INSTRUCTION A =>
Which lines of the records contain the string "path"? Pick out each one.

DOCUMENT EXTRACT =>
=-=-=
It provides uniformity: Every language can push bytes into OTLP instead of certain languages that allow arbitrary data in the language's native string type.
Extending the list of supported primitives to include the bytes type may not be a breaking change.
The reason for rejecting exposing bytes type in the API in a previous SIG meeting is our vendor might not ready to process bytes attributes from OTLP. But this is not valid if dropping non-UTF-8 converting is not feasible, it means we will have bytes in attributes in OTLP anyway regardless whether to expose the bytes type in the API.

jack-berg · 2024-04-16T15:56:56Z

Discussed in the 4/16/24 spec SIG.

In languages like go, strings are nothing but a byte array so the idea of being able to include encoding information doesn't really work because its unavailable. The benefit of the current spec'd approach of sending non-UTF-8 strings as byte values is that something is better than nothing: even if the encoding of the bytes isn't present, the information is still there and you can probably make sense of it with some a priori knowledge about the instrumentation which recorded it. Yet there are potential security considerations with letting raw unvalidated byte arrays escape. I won't try to articulate what that might look like but folks on the call expressed potential concerns.

A good compromise seems to be:

Keep the current behavior of encoding non-UTF-8 strings as byte value
Encourage SDKs to offer an opt-out, where non-UTF-8 strings are dropped

jmacd · 2024-04-16T16:09:07Z

Keep the current behavior of encoding non-UTF-8 strings as byte value

Can we also specify that the OpenTelemetry Collector have an opt-in to support passing through invalid UTF-8? (This is a technical challenge, because protobuf libraries.) That's the problem with the current behavior -- I don't care if invalid UTF-8 arrives because it's better than nothing. However, I need a Collector that will support passing me that data.
=-=-=
INSTRUCTION B =>
In the thread on non-UTF-8 strings in OTLP, what opt-out does the proposed compromise encourage SDKs to offer?

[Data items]
=-=-=
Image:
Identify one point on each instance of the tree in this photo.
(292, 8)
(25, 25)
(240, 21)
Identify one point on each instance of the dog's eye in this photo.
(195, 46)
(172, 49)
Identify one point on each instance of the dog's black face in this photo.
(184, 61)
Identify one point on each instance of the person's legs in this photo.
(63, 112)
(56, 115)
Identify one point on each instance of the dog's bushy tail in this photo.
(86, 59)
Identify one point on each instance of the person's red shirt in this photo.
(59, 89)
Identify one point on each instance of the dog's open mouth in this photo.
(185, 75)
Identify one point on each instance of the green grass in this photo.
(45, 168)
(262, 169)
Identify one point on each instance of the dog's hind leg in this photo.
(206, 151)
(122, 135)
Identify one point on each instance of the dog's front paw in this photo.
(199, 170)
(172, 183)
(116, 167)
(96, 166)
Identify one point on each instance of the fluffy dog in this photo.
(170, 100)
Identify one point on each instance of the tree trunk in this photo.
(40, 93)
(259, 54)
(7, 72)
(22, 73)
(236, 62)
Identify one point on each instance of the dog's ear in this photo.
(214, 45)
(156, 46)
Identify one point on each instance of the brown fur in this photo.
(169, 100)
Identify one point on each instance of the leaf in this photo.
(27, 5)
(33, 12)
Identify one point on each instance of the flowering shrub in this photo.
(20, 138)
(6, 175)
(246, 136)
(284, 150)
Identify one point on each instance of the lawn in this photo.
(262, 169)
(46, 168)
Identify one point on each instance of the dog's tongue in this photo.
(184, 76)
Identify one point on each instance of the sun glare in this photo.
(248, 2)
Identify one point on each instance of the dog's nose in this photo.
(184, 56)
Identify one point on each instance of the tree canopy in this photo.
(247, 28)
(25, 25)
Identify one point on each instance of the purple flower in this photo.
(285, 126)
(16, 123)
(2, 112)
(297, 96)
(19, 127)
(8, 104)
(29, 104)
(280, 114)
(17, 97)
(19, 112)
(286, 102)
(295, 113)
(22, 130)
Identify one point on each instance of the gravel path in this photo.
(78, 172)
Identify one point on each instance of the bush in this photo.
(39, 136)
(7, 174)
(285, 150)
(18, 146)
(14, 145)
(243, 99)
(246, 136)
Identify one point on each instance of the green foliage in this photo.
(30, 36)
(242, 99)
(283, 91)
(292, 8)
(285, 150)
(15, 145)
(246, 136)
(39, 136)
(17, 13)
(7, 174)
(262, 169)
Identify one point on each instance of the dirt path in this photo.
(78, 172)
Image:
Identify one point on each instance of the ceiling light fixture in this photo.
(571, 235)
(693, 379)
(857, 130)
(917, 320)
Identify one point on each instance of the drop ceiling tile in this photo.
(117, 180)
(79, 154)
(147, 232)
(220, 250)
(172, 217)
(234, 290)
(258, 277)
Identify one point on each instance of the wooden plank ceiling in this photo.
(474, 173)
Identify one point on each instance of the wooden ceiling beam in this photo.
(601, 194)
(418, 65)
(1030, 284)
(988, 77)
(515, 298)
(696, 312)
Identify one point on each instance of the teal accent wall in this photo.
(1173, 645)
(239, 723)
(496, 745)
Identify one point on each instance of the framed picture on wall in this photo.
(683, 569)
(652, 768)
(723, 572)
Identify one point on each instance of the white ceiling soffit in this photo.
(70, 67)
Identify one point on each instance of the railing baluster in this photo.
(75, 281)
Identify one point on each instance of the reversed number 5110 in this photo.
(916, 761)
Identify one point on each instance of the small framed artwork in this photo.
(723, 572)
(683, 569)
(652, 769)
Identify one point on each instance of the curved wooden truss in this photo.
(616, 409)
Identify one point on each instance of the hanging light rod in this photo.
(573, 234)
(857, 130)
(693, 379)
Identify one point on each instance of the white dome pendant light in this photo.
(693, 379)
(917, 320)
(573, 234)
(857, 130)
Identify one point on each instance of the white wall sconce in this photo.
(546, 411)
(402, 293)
=-=-=
CORRECT OUTPUT A =>
Identify one point on each instance of the gravel path in this photo.
Identify one point on each instance of the dirt path in this photo.

CORRECT OUTPUT B =>
An opt-out in which non-UTF-8 strings are dropped.